- [Problem description]:
Exactly reproduce the line that contains "the flat cap" and all lines after it in the entries below, through the very last line.

- [Input data]:
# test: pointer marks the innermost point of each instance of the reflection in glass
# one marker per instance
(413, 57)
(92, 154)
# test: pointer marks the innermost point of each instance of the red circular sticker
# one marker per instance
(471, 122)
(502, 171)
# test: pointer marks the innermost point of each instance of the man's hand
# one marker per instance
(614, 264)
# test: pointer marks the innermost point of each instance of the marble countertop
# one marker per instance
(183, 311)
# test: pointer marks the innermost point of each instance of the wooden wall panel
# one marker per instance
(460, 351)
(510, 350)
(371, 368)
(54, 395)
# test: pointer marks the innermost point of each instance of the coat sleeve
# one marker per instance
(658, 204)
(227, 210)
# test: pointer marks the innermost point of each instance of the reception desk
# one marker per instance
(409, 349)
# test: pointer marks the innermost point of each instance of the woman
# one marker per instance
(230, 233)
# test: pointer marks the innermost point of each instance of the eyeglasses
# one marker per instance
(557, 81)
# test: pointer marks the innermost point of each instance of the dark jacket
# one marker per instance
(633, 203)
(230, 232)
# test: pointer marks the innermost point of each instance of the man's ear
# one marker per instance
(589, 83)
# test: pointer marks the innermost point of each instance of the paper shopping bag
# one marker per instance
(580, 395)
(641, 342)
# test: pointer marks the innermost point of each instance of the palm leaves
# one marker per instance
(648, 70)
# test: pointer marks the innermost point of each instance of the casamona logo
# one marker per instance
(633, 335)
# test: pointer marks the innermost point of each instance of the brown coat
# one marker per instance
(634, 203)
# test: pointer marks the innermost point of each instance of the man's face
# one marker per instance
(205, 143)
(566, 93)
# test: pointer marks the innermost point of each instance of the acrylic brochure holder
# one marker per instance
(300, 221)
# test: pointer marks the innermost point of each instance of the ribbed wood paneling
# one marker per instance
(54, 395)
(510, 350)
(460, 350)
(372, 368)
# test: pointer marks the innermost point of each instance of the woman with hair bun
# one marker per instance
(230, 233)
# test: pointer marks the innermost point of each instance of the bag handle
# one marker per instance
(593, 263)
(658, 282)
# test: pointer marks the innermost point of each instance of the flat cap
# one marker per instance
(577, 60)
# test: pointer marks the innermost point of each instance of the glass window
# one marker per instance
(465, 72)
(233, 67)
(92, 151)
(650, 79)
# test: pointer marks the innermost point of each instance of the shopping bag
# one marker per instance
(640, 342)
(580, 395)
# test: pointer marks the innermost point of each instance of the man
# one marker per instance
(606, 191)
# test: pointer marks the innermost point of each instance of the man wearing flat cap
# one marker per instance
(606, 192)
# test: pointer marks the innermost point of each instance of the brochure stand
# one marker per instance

- [Complete answer]:
# test: pointer marks the innermost point of each instance of the flat cap
# one marker per instance
(577, 60)
# test: pointer marks the innermost point of each instance of the glass window
# one marker per instance
(465, 72)
(233, 67)
(92, 151)
(650, 79)
# test: pointer marks the innermost point of each instance of the shopping bag
# one marker per instance
(640, 342)
(580, 395)
# test: pointer marks the innermost point of each instance of the man
# one marker per instance
(606, 191)
# test: pointer marks the innermost point of each instance of the man wearing flat cap
# one marker per instance
(606, 192)
# test: pointer marks the innermost point of each instance of the brochure stand
# one marker per instance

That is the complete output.